**TEXT EXTRACT:**
— begin —
The White House and Democratic congressional leaders are preparing a $3.5 trillion reconciliation bill that includes policies in Biden's Build Back Better agenda such as universal pre-K, tuition-free community college and financial support for childcare. Democrats have referred to the reconciliation bill has a "human infrastructure" budget bill. It could also include the creation of a Civilian Climate Corps.
House Speaker Nancy Pelosi and Senate Majority Leader Chuck Schumer have said they won't pass a separate, bipartisan $1.2 trillion physical infrastructure framework until a filibuster-proof reconciliation spending bill gets passed.
Marc Goldwein, senior vice president and senior policy director for the Committee for a Responsible Federal Budget, told Just the News that his organization has estimated that the reconciliation package will cost much more than $3.5 trillion over 10 years based on the proposed policies that have been released so far.
"It seems like they're going to have a bunch of policies that go for not the full 10 years and expire early," he said. "We've estimated that the reconciliation bill is actually more like $5-5.5 trillion worth of policies and they are fitting into a $3.5 trillion framework by cutting it off early."
— end —
**DATA LISTING:**
— begin —
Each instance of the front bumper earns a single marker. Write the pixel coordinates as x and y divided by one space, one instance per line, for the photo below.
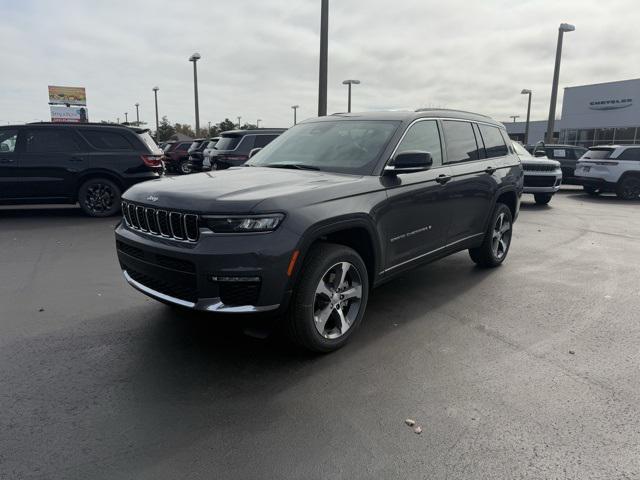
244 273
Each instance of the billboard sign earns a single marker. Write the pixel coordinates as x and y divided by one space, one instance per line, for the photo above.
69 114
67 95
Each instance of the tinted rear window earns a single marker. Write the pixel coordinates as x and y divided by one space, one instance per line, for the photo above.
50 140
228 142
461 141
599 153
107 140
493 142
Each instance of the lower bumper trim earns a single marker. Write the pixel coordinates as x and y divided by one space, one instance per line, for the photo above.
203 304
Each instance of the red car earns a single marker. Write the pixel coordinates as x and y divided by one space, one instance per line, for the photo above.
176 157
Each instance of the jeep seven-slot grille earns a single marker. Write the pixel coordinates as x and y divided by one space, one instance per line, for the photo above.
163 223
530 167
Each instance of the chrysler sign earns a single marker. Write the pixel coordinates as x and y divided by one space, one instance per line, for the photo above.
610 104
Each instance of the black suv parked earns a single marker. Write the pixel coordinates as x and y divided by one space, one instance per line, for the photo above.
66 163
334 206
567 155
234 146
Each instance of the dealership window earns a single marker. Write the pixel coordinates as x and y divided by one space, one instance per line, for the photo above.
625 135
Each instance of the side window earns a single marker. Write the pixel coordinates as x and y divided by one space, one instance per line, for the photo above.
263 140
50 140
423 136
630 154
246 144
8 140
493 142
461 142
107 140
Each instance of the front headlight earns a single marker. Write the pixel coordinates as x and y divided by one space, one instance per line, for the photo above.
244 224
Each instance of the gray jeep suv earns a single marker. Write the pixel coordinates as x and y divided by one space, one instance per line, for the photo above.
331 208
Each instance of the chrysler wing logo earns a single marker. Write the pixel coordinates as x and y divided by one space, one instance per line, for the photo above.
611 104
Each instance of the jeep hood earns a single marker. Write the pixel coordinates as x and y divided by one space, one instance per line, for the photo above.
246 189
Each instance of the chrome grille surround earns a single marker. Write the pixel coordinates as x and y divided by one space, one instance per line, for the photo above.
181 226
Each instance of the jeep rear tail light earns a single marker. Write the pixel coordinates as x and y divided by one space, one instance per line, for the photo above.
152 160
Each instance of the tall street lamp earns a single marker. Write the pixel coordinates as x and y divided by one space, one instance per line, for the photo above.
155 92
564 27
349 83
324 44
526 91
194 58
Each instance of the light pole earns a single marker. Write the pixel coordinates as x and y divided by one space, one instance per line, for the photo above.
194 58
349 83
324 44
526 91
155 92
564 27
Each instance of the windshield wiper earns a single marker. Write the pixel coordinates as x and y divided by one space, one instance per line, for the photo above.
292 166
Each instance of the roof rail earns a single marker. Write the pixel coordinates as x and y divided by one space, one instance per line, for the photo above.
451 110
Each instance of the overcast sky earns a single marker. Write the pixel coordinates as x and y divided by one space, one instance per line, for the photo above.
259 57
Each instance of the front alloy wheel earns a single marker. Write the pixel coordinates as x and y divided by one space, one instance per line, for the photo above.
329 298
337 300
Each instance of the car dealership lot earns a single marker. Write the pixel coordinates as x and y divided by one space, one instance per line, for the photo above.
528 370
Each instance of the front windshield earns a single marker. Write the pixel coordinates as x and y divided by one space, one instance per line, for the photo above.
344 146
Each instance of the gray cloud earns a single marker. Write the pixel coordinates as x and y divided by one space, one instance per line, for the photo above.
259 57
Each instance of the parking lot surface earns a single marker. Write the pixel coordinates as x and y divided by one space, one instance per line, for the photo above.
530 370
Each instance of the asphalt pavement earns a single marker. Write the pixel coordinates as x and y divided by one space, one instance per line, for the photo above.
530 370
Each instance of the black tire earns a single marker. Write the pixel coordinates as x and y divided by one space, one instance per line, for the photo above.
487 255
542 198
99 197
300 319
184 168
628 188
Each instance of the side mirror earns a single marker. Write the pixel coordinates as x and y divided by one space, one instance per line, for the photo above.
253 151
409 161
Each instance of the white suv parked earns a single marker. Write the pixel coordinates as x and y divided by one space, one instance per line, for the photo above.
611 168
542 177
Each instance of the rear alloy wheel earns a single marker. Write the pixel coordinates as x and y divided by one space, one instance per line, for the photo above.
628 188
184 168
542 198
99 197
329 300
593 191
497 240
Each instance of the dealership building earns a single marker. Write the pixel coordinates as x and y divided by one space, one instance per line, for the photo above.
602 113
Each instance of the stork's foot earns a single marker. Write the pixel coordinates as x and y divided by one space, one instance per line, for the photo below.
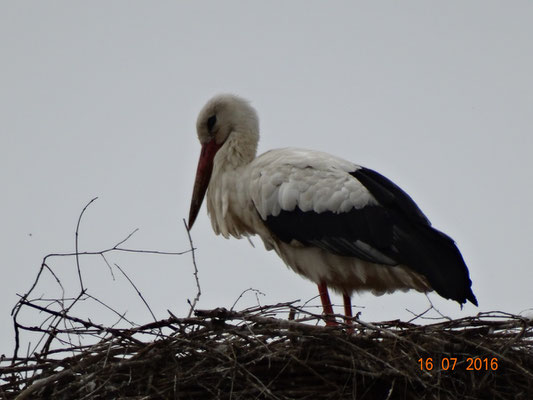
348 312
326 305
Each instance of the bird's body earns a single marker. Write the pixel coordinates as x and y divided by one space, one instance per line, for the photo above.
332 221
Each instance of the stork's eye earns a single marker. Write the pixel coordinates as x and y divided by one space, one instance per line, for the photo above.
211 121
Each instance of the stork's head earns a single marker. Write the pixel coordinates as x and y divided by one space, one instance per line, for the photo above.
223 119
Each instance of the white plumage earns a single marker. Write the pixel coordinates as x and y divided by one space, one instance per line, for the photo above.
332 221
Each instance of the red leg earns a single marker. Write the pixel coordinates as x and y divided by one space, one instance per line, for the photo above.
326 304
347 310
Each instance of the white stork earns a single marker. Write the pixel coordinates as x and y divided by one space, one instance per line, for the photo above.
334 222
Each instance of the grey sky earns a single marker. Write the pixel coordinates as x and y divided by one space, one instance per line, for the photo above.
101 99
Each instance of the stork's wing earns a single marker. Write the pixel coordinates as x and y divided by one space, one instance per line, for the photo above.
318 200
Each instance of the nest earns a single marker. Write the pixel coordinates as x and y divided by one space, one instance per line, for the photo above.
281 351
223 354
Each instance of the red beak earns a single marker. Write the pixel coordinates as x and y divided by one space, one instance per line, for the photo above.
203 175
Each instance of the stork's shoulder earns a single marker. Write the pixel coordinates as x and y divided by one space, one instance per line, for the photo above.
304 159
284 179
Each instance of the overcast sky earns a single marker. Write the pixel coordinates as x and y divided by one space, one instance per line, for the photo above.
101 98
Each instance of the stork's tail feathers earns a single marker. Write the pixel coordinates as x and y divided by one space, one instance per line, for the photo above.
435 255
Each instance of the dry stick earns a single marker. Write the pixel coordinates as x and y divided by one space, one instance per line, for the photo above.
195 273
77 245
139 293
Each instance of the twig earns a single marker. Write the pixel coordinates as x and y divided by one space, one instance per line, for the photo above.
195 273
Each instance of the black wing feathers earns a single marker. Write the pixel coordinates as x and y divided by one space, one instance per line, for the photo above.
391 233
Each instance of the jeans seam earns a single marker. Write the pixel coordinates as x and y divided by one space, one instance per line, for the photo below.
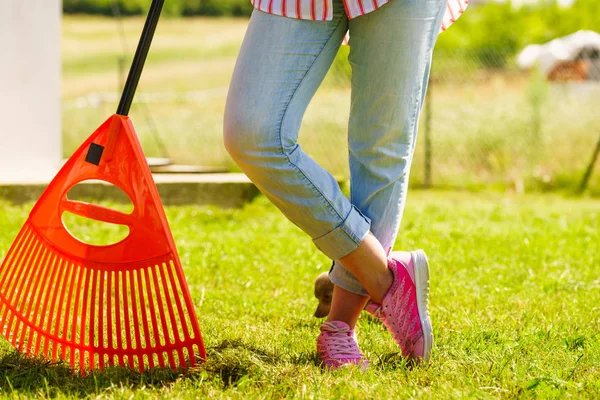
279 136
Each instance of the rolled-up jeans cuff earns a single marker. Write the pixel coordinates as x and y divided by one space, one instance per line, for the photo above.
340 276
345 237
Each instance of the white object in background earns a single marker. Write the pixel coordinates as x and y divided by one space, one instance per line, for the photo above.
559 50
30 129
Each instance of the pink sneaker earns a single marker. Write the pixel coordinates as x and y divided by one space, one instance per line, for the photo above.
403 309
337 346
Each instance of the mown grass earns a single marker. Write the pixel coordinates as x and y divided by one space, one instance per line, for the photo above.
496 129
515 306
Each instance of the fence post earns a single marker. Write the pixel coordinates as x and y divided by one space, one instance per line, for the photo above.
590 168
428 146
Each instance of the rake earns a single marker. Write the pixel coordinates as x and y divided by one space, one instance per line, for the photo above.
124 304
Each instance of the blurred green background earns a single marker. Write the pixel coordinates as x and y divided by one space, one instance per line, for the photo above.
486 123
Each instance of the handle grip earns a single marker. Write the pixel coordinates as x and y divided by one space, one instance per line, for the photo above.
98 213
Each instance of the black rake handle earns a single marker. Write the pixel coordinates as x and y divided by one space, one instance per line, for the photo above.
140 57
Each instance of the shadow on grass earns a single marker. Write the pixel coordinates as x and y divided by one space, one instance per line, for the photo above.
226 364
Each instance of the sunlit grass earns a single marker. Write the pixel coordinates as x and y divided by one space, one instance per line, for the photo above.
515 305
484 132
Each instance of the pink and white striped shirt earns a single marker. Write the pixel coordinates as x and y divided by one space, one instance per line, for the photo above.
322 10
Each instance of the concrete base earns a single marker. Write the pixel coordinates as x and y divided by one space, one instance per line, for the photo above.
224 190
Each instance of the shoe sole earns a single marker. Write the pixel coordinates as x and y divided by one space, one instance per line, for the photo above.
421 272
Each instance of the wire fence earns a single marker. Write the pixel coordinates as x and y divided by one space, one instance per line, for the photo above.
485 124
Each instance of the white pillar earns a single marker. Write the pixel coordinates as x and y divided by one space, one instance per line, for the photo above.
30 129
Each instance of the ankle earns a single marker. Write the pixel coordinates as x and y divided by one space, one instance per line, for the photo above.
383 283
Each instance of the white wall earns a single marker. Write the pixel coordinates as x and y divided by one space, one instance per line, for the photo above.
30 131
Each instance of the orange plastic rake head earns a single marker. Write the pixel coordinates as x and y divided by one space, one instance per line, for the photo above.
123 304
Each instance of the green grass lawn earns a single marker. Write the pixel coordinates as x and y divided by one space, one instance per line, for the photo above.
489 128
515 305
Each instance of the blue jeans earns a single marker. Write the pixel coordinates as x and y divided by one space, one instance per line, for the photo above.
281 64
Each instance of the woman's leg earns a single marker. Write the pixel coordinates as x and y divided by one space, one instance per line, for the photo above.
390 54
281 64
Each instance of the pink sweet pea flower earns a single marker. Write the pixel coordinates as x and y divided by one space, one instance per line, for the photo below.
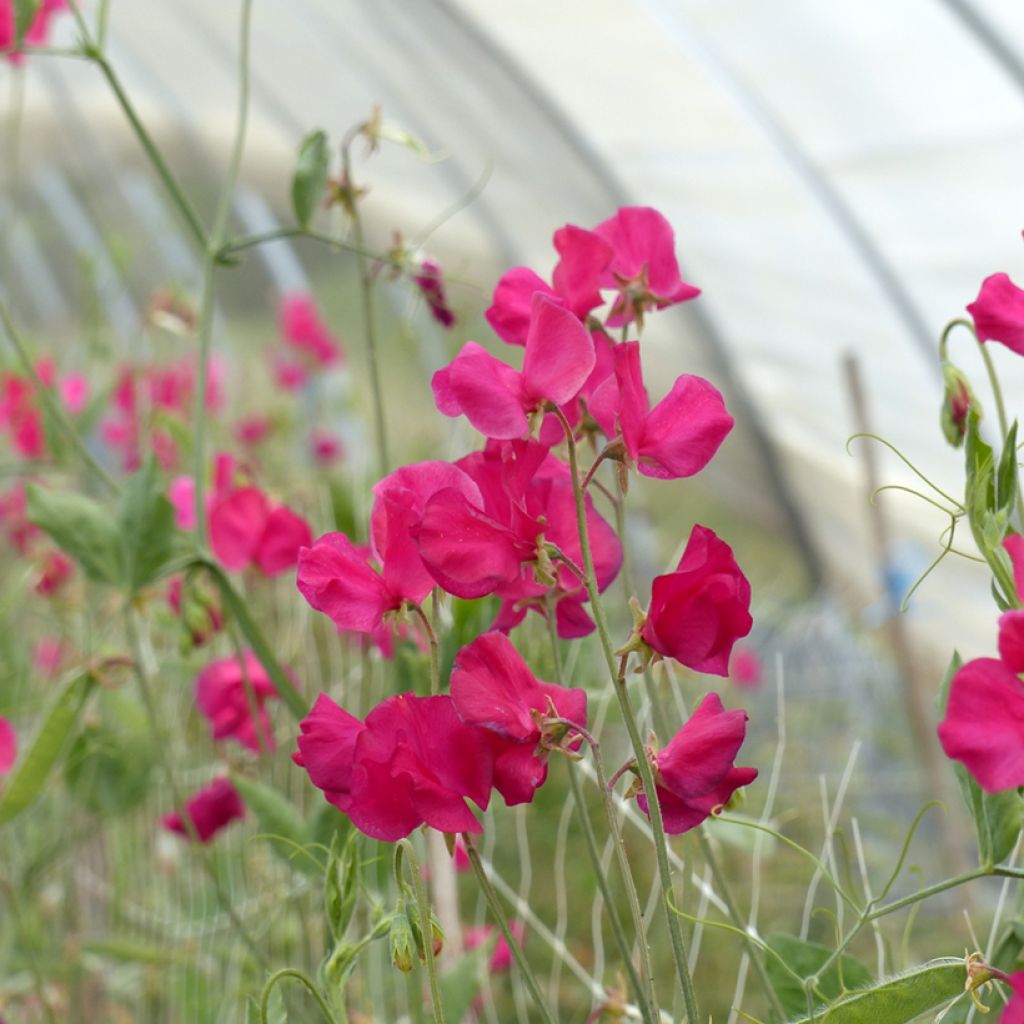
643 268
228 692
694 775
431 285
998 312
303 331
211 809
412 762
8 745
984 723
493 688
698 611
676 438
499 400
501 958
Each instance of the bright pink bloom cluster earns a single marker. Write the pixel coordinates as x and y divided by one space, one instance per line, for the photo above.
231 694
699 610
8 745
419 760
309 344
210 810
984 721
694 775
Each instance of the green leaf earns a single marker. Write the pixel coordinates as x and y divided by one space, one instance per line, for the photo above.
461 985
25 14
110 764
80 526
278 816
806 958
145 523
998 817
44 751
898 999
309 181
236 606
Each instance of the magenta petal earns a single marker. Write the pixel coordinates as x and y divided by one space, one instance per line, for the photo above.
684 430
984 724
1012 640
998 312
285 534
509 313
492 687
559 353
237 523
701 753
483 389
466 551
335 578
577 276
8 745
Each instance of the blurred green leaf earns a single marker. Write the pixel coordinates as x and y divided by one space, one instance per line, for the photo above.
— end —
Carry the article about the $3.5 trillion reconciliation bill further, starting right after Goldwein's quote on cutting policies off early. The rows come from a separate source.

The CRFB estimates that "the policies under consideration could cost between $5 trillion and $5.5 trillion over a decade, assuming they are made permanent," said Goldwein. "In order to fit these proposals within a $3.5 trillion budget target, lawmakers apparently intend to have some policies expire before the end of the ten-year budget window, using this oft-criticized budget gimmick to hide their true cost."
According to the CRFB's analysis, the actual cost of the proposals will "ultimately depend heavily on details that have yet to be revealed."
The bipartisan framework and the Build Back Better reconciliation bill have not been drafted into formal legislative language at this time.